Answers on the back.

Every now and then a writer comes along and makes you realise - oh jeepers, this is how it should be done. I'm reading Albert and the Whale, by Philip Hoare, at the moment, and it's slow going because every other page - oh jeepers.

There's so much to talk about, and this isn't really the place. Instead, let me tell you about this one thing. Albert and the Whale is a book about Albrecht Dürer, one of those artists I've always avoided because their work is so vast and so varied that I wouldn't even know where to start. Maybe this is where to start, Dürer's St Jerome of 1494, one of his first paintings. A saint in the wilderness. But don't worry about that. The picture is small. Turn it over. And on the back?

On the back is what Philip Hoare calls "a galactic event". A star, "radiating orange-red rays, careering through the perpetual night." Jerome and then this glimpse of a violent universe, a comet, a meteor, a Newtonian horror.

What's it doing there? What mattered more to me when I read this section is that it is there at all. Oh gosh, paintings have a reverse, a verso. It's obvious - it would be startling if they didn't, from a geometry point of view - but it feels like a surprise.

A while back I read in the Guardian about an art exhibition called Verso. The work of a Brazilian artist named Vik Muniz, Verso is a bunch of facsimiles of famous paintings. But not the paintings themselves: the frames, the backs of the paintings. I am fascinated by frames, and about how the importance of frames has changed over the course of history, but that's a discussion for another day. In Verso, you go into the gallery and these famous paintings are all hung facing the wall. "The Mona Lisa has a note reading "this way up", Rembrandt's Lucretia is screwed together with car parts, and Matisse's The Red Studio is covered with chicken wire."

**EXERCISE TASK 1**. In the piece about the backs of paintings, who is the Brazilian artist behind the exhibition Verso?
The rows that come next are unrelated to the text.

**EXTRACTED ENTRIES**.
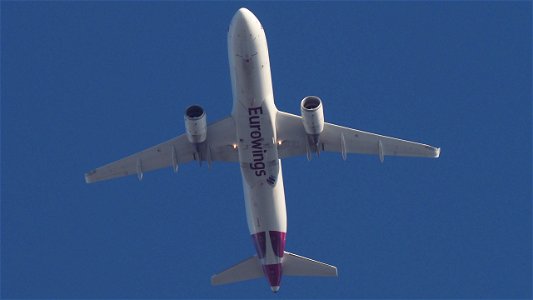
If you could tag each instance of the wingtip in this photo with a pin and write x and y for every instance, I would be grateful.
(437, 152)
(88, 176)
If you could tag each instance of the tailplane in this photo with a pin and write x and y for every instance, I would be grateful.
(245, 270)
(296, 265)
(292, 265)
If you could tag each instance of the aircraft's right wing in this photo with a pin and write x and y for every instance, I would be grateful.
(344, 140)
(221, 136)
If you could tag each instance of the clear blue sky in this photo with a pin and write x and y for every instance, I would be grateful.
(86, 83)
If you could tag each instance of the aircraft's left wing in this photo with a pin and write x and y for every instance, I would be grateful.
(344, 140)
(218, 147)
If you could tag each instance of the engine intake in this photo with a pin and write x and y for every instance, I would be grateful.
(312, 115)
(196, 124)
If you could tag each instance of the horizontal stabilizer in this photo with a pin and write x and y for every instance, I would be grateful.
(245, 270)
(296, 265)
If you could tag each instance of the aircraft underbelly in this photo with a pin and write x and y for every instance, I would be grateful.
(254, 113)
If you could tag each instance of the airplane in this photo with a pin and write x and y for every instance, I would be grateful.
(258, 136)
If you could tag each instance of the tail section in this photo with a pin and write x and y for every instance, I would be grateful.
(296, 265)
(291, 265)
(245, 270)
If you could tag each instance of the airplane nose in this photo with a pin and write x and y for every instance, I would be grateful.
(244, 24)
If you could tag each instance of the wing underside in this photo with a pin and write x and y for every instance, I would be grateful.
(344, 140)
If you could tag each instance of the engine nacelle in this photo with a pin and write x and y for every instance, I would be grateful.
(196, 124)
(312, 115)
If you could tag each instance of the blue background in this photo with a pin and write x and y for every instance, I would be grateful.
(87, 83)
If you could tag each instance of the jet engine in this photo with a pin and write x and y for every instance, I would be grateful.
(196, 124)
(313, 121)
(312, 115)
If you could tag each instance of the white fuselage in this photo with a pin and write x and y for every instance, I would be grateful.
(255, 113)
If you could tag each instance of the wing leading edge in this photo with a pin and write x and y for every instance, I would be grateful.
(172, 153)
(344, 140)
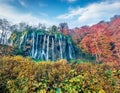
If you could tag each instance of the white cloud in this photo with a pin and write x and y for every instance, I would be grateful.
(22, 3)
(43, 5)
(92, 13)
(69, 1)
(10, 13)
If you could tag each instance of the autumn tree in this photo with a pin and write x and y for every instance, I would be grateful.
(97, 44)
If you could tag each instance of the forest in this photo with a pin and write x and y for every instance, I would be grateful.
(57, 59)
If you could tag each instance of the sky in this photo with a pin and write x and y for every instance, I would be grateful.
(76, 13)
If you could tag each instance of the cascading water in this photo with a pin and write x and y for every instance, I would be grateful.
(46, 46)
(47, 55)
(36, 51)
(53, 49)
(43, 48)
(61, 54)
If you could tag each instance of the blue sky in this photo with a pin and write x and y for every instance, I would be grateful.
(49, 12)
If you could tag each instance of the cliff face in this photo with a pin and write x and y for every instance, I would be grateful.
(44, 45)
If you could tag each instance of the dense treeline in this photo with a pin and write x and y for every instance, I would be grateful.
(22, 75)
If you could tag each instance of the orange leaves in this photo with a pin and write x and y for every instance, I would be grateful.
(97, 44)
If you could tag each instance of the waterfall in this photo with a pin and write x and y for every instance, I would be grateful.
(70, 52)
(33, 40)
(60, 45)
(21, 40)
(43, 48)
(53, 56)
(47, 56)
(36, 51)
(46, 46)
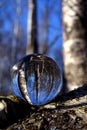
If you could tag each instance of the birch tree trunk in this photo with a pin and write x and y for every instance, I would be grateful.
(32, 45)
(75, 42)
(15, 33)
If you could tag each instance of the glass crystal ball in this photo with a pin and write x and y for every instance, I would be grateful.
(37, 79)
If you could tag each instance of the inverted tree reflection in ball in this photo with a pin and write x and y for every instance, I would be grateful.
(37, 79)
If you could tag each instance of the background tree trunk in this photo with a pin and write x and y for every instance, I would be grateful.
(75, 42)
(32, 44)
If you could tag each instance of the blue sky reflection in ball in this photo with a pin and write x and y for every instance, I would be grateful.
(37, 79)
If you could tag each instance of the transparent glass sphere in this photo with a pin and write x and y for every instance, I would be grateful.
(37, 79)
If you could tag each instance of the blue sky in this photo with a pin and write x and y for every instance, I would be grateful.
(8, 17)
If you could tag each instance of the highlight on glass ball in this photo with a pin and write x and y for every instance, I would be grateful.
(37, 79)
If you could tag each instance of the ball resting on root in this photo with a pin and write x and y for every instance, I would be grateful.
(37, 79)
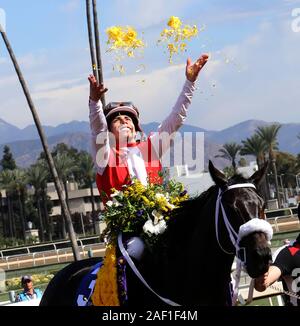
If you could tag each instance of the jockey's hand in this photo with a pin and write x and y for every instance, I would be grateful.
(260, 283)
(96, 90)
(192, 70)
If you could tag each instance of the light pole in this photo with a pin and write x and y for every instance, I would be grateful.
(297, 182)
(284, 197)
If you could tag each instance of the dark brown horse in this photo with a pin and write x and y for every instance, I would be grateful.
(192, 264)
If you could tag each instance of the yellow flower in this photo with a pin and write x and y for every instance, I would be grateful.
(106, 287)
(114, 33)
(174, 22)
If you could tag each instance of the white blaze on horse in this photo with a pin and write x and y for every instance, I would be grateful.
(192, 263)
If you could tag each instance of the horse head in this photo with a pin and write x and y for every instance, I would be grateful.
(242, 212)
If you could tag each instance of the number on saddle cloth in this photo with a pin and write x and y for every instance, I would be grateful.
(86, 286)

**EXERCISE TASK 2**. Count the lines of the rows that contain the string "background", with case counting. Give only the number.

**REPLY 1**. Vik Muniz

**REPLY 2**. 2